→ **What the task requires**: Nothing in the records may change when you print them out again.

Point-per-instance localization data
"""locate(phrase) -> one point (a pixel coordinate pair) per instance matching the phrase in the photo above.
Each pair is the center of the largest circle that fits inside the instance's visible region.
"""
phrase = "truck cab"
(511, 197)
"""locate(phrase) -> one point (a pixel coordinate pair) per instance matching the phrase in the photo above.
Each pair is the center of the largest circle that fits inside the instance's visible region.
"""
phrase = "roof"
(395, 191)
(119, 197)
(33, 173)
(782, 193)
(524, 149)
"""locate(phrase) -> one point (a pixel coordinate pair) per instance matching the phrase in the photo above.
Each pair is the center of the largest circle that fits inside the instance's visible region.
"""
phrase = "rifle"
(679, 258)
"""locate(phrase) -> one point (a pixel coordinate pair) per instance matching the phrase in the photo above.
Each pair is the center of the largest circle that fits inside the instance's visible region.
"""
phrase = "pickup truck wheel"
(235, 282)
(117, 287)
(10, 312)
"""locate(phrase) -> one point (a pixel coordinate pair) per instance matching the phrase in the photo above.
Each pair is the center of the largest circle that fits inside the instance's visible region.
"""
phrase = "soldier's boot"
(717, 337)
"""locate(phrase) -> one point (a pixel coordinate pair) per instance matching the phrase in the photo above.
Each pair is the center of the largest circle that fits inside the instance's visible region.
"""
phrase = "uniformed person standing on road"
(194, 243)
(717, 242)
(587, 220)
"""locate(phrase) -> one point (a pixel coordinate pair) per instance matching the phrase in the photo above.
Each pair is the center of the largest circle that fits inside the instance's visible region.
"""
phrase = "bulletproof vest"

→ **Answer section**:
"""locate(phrase) -> one point (a pixel coordinate pair) per instance matching the phrase in the photo above.
Each pair is the center of the largest circle that fits inside the instance's visible region.
"""
phrase = "truck cab"
(511, 197)
"""locate(phrase) -> one point (a pixel coordinate pair) per instance matching the phrase in the photo above.
Each pair is the center of the largest circle that fits inside the instance's visible region.
"""
phrase = "roof"
(395, 191)
(119, 197)
(33, 173)
(782, 193)
(524, 149)
"""locate(phrase) -> one point (a pixel coordinate pair) per instance matching the phrase in the photo above.
Each pair is the center of the largest circle that fits inside the instance's visible region.
"""
phrase = "rifle"
(679, 258)
"""locate(phrase) -> one point (a pixel coordinate pair) per instance matching the phrase in the photo above.
Each pair is the center of the largest circle that fits inside the instance's visible region.
"""
phrase = "pickup truck wheel"
(235, 282)
(117, 287)
(10, 312)
"""locate(phrase) -> one point (a pixel coordinate pair) per instance matching the phrase in the photo above.
Each pair is the center of the largest circle that fits inside the instance's visible region.
"""
phrase = "soldier's boot"
(717, 337)
"""locate(phrase) -> one point (a pixel coordinate pair) per instance matching the phrase in the photo above.
Each pair is the center of the largest circle that fits inside the instance's visible region.
"""
phrase = "uniformed person standing on road"
(194, 243)
(717, 242)
(587, 220)
"""locate(phrase) -> one point (a pixel coordinate pair) per instance matching the phrase in the photo above.
Each pair is the center of the largest circle that fits inside the instance's visible region.
"""
phrase = "bulletproof vest"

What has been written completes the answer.